■ **Aim of the task**: Could you edit the passage on EFT truncation errors between "where n_c denotes" and "references [119, 120].", inclusive, so that "boils down to" is replaced with "amounts to"?

■ **Page**:
++++++++++

4.1. Prediction and Calibration Including Model Discrepancies

Observables computed with potentials from chiral EFT should exhibit a pattern where contributions from successive orders ν = 0, 1, 2, 3, … are smaller by factors Q^ν. This is reflected in Equation (3). Therefore, the expansion coefficients {c_ν} should remain of natural size, a clear example of a situation where we have prior knowledge³. Given a series of model calculations of the observable ${O}$, up to the chiral order ν = k, i.e., ${{O}}_0,{{O}}_1,\dots ,{{O}}_k$, and an estimate of the factor Q, it is straightforward to extract the coefficients [c₀, c₁, …, c_k]. It was shown in references [118, 119] how to extract a pdf for the EFT truncation error δ_k in Equation (4) using this information. First, we factor out the overall scale, and define

$\begin{array}{ll}{\tilde{\delta }}_k={\delta }_k/{{O}}_0& (16)\end{array}$

as the overall dimensionless truncation error. We now seek an expression for $P({\tilde{\delta }}_k|c_0,c_1,\dots ,c_k)$ given the known values for the first k + 1 coefficients. It turns out that for independent, bounded, and uniform prior pdfs for the expansion coefficients, the integrals can be solved analytically if one also approximates ${\tilde{\delta }}_k$ with the leading term. Thus, we assume

$\begin{array}{ll}{\tilde{\delta }}_k\approx {\tilde{\delta }}_k^{(1)}=c_{k+1}{Q}^{k+1},& (17)\end{array}$

The posterior pdf $P({\tilde{\delta }}_k^{(1)}|c_0,c_1,\dots ,c_k)$ is given in reference [119] (Equation 22), and explicitly derived in the appendix of reference [118]. This posterior pdf is the complete inference about ${\tilde{\delta }}_k^{(1)}$. If the pdf is multi-modal or otherwise non-trivial one should use it in its entirety in forward analyses. However, we can sometimes use a so-called degree of belief (DOB) value to quantify the width of a pdf. This is the probability p%, expressed in percent, that the value of an uncertain variable η, distributed according to the pdf P(η), falls within an interval [a, b]. This interval is then referred to as a credible interval with p% DOB, where

$\begin{array}{ll}p\%={\displaystyle {\int }_a^b}P(\eta )\text{d}\eta .& (18)\end{array}$

The posterior pdf for ${\tilde{\delta }}_k^{(1)}$ is not Gaussian, however it is symmetric and have zero mean. Therefore, we can define a smallest interval $\left[-d_k^{(p)},+d_k^{(p)}\right]$ that captures p% of the probability mass

$\begin{array}{ll}p\%={\displaystyle {\int }_{-d_k^{(p)}}^{+d_k^{(p)}}}P({\tilde{\delta }}_k^1|c_0,c_1,\dots ,c_k)\text{ d}{\tilde{\delta }}_k^{(1)},& (19)\end{array}$

and solve for $d_k^{(p)}$. This will define the width of the credible interval within which the next term in the EFT expansion will fall with p% DOB, i.e., an estimate of the truncation error. The expression is derived in references [118, 119], and given by

$\begin{array}{ll}{d}_k^{(p)}=\text{max}(|c_0|,|c_1|,\dots ,|c_k|)Q^{k+1}\frac{n_c+1}{n_c}p\%,\text{if}p\%\le n_c/(n_c+1),& (20)\end{array}$

where n_c denotes the number of available coefficients. Thus, with n_c/(n_c + 1) × 100% DOB, the EFT truncation error for the observable ${O}$, in dimensionful units, is straightforwardly estimated by ${{O}}_0\times \text{max}(|c_0|,|c_1|,\dots ,|c_k|)Q^{k+1}$. This estimate also corresponds to the prescription employed in reference [120]. This a posteriori truncation error estimate essentially boils down to guessing the largest number that one can expect based on a series of numbers drawn from the same underlying distribution. For example, given only one (n_c = 1) expansion parameter c₀, we have a 50% DOB that we have encountered the largest coefficient in the series. This procedure has been applied to estimate the truncation error in several ab initio model calculations, see the long list of papers that are citing references [119, 120].

++++++++++

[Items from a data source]
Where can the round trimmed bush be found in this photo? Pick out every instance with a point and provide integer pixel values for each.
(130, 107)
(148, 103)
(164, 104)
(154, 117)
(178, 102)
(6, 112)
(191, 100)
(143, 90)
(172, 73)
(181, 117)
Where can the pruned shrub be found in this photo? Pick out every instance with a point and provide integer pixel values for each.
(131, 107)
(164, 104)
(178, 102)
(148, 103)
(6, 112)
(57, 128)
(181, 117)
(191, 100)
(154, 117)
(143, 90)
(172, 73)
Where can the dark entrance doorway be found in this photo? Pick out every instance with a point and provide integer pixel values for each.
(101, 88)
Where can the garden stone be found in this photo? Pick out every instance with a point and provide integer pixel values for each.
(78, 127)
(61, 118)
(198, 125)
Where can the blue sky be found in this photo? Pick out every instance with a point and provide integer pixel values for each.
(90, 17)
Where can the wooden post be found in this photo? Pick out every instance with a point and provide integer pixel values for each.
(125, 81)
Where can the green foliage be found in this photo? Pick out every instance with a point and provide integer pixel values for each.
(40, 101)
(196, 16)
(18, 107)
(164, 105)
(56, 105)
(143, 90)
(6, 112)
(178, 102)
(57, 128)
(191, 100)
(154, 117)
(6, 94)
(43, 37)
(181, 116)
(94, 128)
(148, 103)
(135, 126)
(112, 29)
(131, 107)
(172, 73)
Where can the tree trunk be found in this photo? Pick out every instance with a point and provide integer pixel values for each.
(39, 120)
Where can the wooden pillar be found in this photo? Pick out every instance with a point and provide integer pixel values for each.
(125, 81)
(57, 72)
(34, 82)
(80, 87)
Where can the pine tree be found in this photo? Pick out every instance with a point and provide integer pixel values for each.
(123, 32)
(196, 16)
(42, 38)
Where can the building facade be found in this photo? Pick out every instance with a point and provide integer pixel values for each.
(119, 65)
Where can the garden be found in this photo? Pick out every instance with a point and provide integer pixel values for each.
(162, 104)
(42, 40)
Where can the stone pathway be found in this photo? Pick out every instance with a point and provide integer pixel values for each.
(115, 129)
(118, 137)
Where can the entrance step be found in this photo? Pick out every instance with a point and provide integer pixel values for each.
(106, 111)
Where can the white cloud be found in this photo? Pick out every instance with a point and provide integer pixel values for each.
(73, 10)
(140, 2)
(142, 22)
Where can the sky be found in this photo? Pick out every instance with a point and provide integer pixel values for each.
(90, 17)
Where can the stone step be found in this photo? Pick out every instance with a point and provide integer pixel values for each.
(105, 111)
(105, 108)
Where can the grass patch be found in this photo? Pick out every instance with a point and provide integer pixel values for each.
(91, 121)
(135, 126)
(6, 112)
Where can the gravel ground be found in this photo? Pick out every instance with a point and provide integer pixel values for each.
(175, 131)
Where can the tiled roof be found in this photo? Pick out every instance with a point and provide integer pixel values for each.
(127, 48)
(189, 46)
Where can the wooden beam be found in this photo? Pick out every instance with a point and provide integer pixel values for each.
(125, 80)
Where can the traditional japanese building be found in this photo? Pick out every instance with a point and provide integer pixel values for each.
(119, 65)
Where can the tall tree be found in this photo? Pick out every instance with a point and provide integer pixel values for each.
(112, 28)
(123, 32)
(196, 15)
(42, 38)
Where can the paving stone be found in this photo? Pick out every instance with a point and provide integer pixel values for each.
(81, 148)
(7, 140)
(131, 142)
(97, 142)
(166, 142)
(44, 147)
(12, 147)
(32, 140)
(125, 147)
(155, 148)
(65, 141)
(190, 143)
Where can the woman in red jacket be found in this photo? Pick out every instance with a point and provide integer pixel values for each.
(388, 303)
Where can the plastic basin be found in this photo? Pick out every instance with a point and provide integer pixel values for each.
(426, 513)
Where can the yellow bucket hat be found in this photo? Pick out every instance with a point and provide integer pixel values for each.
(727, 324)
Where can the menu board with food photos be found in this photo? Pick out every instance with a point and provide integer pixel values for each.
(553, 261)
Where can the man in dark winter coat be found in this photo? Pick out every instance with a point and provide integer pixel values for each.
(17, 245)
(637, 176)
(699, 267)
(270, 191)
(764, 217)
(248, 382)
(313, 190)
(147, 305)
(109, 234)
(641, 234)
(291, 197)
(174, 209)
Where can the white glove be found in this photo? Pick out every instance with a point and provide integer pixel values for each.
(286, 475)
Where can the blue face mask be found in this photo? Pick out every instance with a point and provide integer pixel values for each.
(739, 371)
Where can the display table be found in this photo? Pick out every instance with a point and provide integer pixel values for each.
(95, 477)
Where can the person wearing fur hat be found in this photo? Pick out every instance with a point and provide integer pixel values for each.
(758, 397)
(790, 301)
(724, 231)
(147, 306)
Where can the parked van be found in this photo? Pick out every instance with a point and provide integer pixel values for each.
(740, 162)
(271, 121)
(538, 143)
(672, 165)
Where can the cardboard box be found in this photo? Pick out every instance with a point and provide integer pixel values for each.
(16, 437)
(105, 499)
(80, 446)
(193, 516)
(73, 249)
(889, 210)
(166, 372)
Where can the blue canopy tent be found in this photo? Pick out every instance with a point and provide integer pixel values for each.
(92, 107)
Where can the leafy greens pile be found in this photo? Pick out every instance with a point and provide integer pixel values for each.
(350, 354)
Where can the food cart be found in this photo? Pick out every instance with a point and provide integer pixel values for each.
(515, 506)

++++++++++

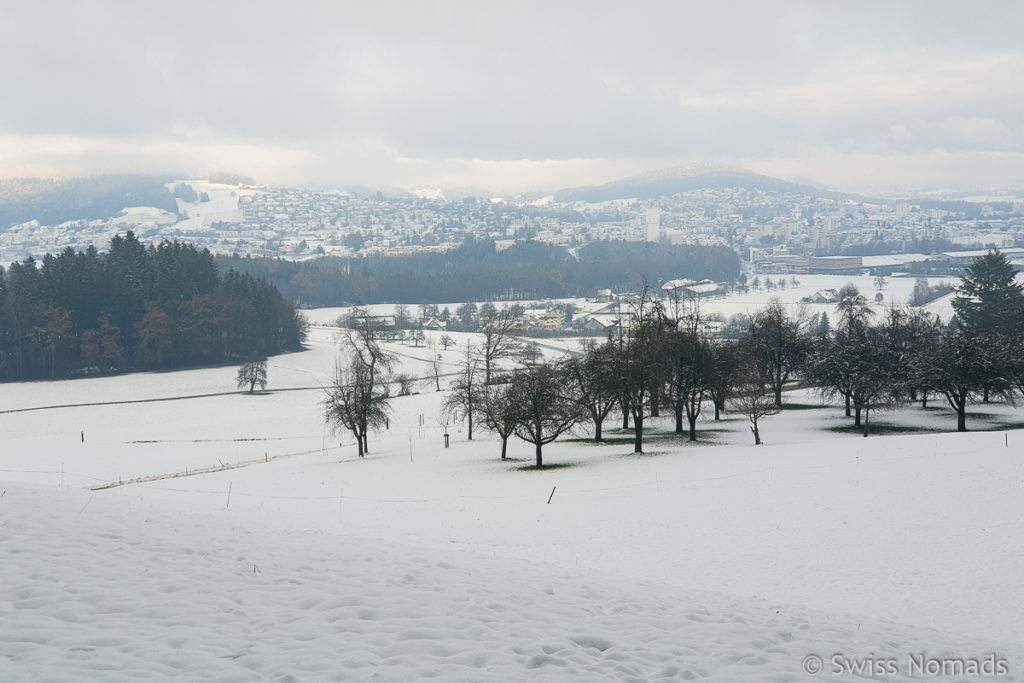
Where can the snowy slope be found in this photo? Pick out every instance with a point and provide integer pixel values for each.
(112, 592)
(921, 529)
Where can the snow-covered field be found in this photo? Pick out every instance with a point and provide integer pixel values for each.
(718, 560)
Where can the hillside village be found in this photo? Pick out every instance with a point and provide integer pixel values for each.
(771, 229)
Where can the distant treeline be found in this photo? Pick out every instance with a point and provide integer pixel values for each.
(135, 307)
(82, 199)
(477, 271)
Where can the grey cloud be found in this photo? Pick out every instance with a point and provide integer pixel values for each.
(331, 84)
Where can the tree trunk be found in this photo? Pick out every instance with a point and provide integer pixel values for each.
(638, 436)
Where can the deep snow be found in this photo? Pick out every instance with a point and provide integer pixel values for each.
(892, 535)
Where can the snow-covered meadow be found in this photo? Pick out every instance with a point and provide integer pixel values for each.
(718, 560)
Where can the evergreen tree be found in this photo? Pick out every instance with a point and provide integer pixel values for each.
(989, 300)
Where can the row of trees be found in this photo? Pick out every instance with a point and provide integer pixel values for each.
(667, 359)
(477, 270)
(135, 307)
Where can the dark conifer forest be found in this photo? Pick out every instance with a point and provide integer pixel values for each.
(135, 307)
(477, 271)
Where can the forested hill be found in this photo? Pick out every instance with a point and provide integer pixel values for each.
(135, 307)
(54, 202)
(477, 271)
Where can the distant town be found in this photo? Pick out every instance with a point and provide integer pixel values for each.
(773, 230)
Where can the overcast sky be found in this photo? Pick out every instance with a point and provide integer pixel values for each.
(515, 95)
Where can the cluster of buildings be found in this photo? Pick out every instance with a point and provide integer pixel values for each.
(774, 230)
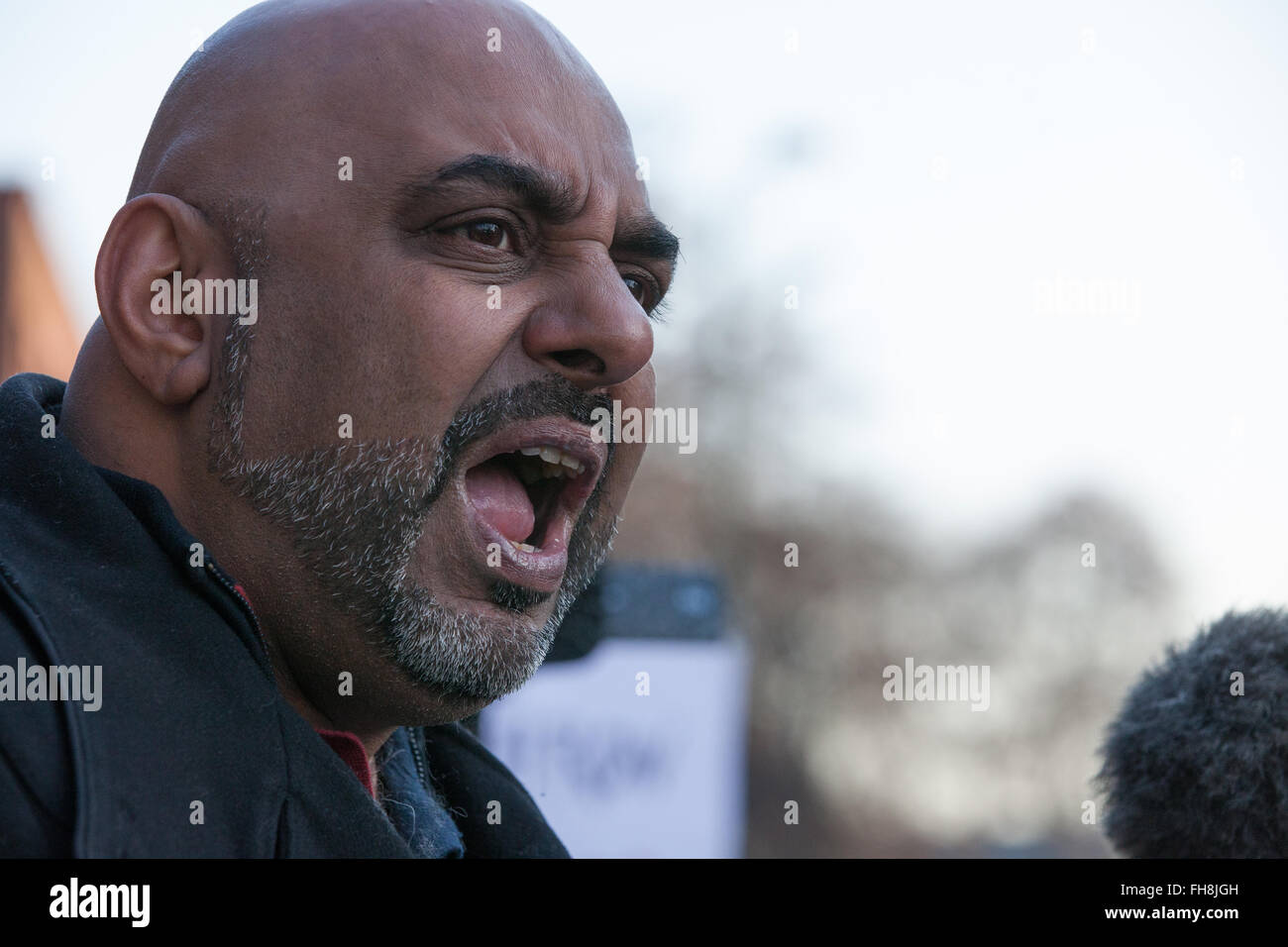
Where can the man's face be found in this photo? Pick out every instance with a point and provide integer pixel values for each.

++++++++++

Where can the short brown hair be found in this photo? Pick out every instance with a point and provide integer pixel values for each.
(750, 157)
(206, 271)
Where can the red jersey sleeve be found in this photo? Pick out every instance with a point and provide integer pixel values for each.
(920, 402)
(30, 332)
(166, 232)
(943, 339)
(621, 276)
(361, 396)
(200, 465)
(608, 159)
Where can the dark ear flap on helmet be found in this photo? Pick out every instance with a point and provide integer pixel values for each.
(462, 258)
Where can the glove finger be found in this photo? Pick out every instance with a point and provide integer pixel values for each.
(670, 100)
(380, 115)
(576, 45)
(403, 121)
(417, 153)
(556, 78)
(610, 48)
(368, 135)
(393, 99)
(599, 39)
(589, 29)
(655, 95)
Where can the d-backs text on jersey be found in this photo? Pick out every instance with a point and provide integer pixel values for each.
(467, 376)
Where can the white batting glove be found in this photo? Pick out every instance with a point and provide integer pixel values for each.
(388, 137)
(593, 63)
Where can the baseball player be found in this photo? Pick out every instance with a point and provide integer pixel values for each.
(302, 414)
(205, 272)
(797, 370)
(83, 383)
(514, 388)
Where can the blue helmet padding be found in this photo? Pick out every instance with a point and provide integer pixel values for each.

++++++++++

■ **Complete answer**:
where n_c denotes the number of available coefficients. Thus, with n_c/(n_c + 1) × 100% DOB, the EFT truncation error for the observable ${O}$, in dimensionful units, is straightforwardly estimated by ${{O}}_0\times \text{max}(|c_0|,|c_1|,\dots ,|c_k|)Q^{k+1}$. This estimate also corresponds to the prescription employed in reference [120]. This a posteriori truncation error estimate essentially amounts to guessing the largest number that one can expect based on a series of numbers drawn from the same underlying distribution. For example, given only one (n_c = 1) expansion parameter c₀, we have a 50% DOB that we have encountered the largest coefficient in the series. This procedure has been applied to estimate the truncation error in several ab initio model calculations, see the long list of papers that are citing references [119, 120].